_SET TASKS_
A – Restate word for word the part of the passage on the Guild's design exhibits that runs from "And you can" to "appear more appealing.".
B – Decide whether each statement agrees with the passage on the Guild's design exhibits, answering yes or no and quoting the deciding words exactly: (i) Sullivan's principle is described as guiding 20th-century architecture and design; (ii) the chaise longue's surface was covered with small metal studs; (iii) the Star Wars bench was white.
C – Continue the passage on the Guild's design exhibits, starting after its last sentence.

_SUPPLIED TEXT_
Clinging to the security of architect Louis Sullivan’s take on the law of all things organic and inorganic that “form ever follows function” (a guiding principle in architecture and design of the 20th century) wouldn’t have served you in relating to the Guild’s design exhibits.

And you can forget the words or notions of furniture and comfort in the same sentence. After all, whenever was status comfortable? Nevertheless, I imagine it would be hard to leave your tush parked for any length of time on the sheer edges and ridges of the black Star Wars bench or lie on a chaise longue whose surface was seeded with little glass beads. Both made the black granite egg appear more appealing.

_DATA ROWS_
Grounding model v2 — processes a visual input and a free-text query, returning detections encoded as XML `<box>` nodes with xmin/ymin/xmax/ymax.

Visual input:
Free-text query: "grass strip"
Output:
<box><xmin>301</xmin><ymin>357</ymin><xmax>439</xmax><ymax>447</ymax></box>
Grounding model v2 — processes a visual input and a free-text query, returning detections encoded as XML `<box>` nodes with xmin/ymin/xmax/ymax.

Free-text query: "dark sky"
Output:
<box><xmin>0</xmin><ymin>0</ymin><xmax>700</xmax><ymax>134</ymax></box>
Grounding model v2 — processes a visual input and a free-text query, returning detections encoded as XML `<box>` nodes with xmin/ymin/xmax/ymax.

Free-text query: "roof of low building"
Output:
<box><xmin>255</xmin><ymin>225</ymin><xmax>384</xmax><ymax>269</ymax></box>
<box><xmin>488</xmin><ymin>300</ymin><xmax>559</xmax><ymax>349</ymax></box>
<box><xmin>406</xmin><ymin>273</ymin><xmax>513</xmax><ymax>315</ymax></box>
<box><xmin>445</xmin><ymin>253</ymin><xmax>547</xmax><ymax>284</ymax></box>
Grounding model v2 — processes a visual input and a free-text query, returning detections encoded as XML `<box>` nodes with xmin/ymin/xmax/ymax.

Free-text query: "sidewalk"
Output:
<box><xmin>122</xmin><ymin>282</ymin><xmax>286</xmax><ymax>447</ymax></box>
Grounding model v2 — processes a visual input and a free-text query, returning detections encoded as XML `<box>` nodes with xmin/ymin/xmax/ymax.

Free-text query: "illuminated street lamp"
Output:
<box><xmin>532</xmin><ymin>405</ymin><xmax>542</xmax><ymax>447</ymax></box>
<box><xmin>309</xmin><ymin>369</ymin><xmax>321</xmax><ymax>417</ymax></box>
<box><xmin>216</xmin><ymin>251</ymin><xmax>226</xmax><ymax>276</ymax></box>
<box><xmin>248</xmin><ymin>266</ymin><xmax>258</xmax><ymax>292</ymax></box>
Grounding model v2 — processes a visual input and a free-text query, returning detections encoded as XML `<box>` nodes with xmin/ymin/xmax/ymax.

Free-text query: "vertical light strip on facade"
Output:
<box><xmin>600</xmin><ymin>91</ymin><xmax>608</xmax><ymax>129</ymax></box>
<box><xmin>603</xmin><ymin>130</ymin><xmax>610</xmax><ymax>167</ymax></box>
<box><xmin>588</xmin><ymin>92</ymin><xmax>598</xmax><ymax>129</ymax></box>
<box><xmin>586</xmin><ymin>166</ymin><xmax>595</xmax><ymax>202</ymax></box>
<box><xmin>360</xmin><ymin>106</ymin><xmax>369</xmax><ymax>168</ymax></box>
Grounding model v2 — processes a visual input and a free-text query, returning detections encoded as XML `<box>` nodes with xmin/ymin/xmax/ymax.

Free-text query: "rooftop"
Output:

_RESPONSES TO THE EXERCISE_
A –
And you can forget the words or notions of furniture and comfort in the same sentence. After all, whenever was status comfortable? Nevertheless, I imagine it would be hard to leave your tush parked for any length of time on the sheer edges and ridges of the black Star Wars bench or lie on a chaise longue whose surface was seeded with little glass beads. Both made the black granite egg appear more appealing.

B –
(i) Yes: "a guiding principle in architecture and design of the 20th century"
(ii) No: "a chaise longue whose surface was seeded with little glass beads"
(iii) No: "the black Star Wars bench"

C –
The Guild’s designs are closer to current trends that celebrate functional objects you can’t use. This is pretty clear in the work of Molenschot together with Gone Rural Swaziland’s spill of nonutilitarian woven indigo innards. We were drawn to them precisely for their nonfunctionality as we were to the “what were you smoking” Haas Brothers who teamed up with Monkeybiz to create beaded creatures with names like Fartin Odeur and Tail-Or-Swift under the title Afreaks and so “subvert the concept of hierarchy”.

It came as something of a reprieve to see Design Network Africa’s Cheick Diallo’s little wooden cabinet overlaid with leather squares and two small “ears” atop it or the rough-hewn humorous Tintin and Bijou characters of Bongolombas, which form part of the Artisan collection.

But I found the idea of walking over the image of a naked, exposed female figure in carpet form distasteful and detracting from the overall polish and standard of the Guild.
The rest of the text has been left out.